• **PROBLEM**
Each line holding the word "water" must appear in the answer, copied from the entries.

(Phrase grounding data)
++++++++++++++++++++
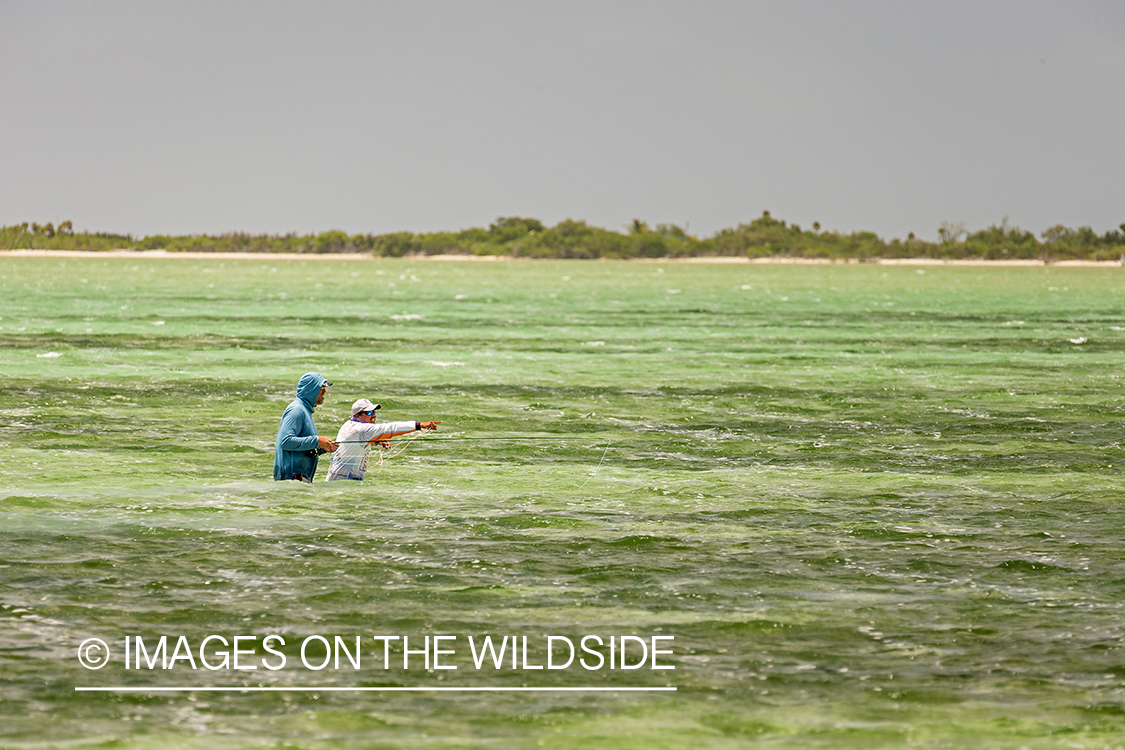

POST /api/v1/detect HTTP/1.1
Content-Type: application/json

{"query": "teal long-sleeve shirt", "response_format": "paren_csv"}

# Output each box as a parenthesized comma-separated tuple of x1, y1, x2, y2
(274, 372, 328, 481)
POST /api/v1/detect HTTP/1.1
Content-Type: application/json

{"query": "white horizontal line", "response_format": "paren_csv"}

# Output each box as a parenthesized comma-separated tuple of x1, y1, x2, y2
(76, 686, 676, 693)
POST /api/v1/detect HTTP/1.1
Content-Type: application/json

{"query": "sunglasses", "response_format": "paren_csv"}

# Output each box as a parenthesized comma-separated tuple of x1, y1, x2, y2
(360, 409, 378, 416)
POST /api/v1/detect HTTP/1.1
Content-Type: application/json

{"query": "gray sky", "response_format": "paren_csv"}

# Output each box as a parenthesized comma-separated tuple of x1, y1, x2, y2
(1, 0, 1122, 241)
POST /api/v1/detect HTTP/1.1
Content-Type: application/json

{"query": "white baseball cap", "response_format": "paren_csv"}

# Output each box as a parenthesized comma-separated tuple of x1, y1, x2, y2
(351, 398, 381, 415)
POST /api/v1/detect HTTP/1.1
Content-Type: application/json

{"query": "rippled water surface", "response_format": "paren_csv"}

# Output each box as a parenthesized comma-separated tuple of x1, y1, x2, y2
(2, 257, 1125, 748)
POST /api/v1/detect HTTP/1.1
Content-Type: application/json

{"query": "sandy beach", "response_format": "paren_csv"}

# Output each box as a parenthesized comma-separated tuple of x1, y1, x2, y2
(1, 248, 1122, 266)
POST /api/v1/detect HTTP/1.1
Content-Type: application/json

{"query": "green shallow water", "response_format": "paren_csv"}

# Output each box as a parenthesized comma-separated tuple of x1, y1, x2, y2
(2, 257, 1125, 748)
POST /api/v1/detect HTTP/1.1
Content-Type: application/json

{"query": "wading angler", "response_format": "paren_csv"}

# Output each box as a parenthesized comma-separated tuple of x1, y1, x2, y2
(326, 398, 440, 481)
(273, 372, 337, 482)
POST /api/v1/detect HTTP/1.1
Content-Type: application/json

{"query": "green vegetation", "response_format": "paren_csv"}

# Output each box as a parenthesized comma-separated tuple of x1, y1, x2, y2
(4, 212, 1125, 260)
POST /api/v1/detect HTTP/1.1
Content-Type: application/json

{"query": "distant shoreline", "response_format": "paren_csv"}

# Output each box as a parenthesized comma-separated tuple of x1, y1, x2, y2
(2, 248, 1123, 267)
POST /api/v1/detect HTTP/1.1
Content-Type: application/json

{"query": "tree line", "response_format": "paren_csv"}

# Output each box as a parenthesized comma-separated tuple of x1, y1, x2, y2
(3, 213, 1125, 261)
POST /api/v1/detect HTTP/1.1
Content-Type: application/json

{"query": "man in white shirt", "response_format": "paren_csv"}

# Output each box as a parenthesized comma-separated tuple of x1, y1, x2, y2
(326, 398, 440, 481)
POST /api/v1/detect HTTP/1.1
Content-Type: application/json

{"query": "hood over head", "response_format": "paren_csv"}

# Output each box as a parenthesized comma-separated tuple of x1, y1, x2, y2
(296, 372, 331, 411)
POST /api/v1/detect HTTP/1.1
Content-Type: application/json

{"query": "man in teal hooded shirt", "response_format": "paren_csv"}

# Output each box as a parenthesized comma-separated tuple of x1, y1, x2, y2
++++++++++++++++++++
• **WRITTEN ANSWER**
{"query": "rippled water surface", "response_format": "paren_csv"}
{"query": "green shallow water", "response_format": "paren_csv"}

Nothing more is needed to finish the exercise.